**Arahan 1**
Menurut teks tentang isra mi'raj, dalam surah apa Allah Swt mengungkapkan perihal isra mi'raj?
**Arahan 2**
Lanjutkan teks tentang isra mi'raj mulai setelah kalimat terakhirnya.

**Teks yang Diberikan**

Oleh Ina Salma Febriany
“Barangsiapa membawa amal yang baik, maka baginya (pahala) sepuluh kali lipat amalnya; dan barangsiapa yang membawa perbuatan jahat maka dia tidak diberi pembalasan melainkan seimbang dengan kejahatannya, sedang mereka sedikitpun tidak dianiaya (dirugikan).” (Qs Al-An’aam: 160)
Bagai dua sisi mata uang, kehidupan manusia juga diliputi dua hal. Adakalanya suka, juga duka. Terkadang tertawa, dalam kesempatan lain menangis. Termasuk juga dalam hal perbuatan. Berpusat dari hati dan keimanan, manusia berpotensi untuk berbuat baik dan tidak baik. Manusia dapat konsisten dengan perbuatan baikya, jika kondisi iman sedang bertambah.
Namun dalam kesempatan lain, manusia juga dapat berbuat yang tidak baik dan cenderung menguruti hawa nafsunya. Dua sisi kepribadian manusia inilah yang sejatinya menjadi ‘ibrah dalam momen isra mi’raj disini. Perihal isra mi’raj, Allah Swt telah mengungkapkannya dalam surah Al-Isra.

**Materi yang Diekstrak**
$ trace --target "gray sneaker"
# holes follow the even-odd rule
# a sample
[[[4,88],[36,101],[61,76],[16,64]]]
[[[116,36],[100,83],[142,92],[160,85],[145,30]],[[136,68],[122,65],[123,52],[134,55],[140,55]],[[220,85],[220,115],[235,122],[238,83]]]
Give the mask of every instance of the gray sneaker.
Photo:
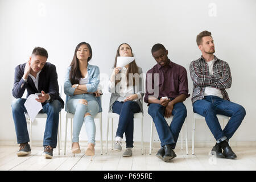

**Hasil Akhir 1**
Surah Al-Isra.

**Hasil Akhir 2**
“Maha Suci Allah, yang telah memperjalankan hamba-Nya pada suatu malam dari Al Masjidil Haram ke Al Masjidil Aqsha yang telah Kami berkahi sekelilingnya agar Kami perlihatkan kepadanya sebagian dari tanda-tanda (kebesaran) Kami. Sesungguhnya Dia adalah Maha Mendengar lagi Maha Mengetahui.” (Qs Al-Israa’: 1)
Sesuai dengan nama surah di atas, Al-Israa, yang berasal dari kata ‘saroo’ yakni berjalan, Allah Swt memberikan definisi secara tersurat perihal Israa yang berarti perjalanan Rasulullah Saw dari masjidil haraam ke masjidil aqsha. Sedangkan mi’raj ialah proses naiknya Rasulullah dari langit pertama hingga sidratul muntaha. Perihal mi’raj sendiri, Anas bin Malik. dalam hadits shahih Bukhari dan Muslim, mengungkapkan secara detail tentang peristiwa isra dan mi’raj.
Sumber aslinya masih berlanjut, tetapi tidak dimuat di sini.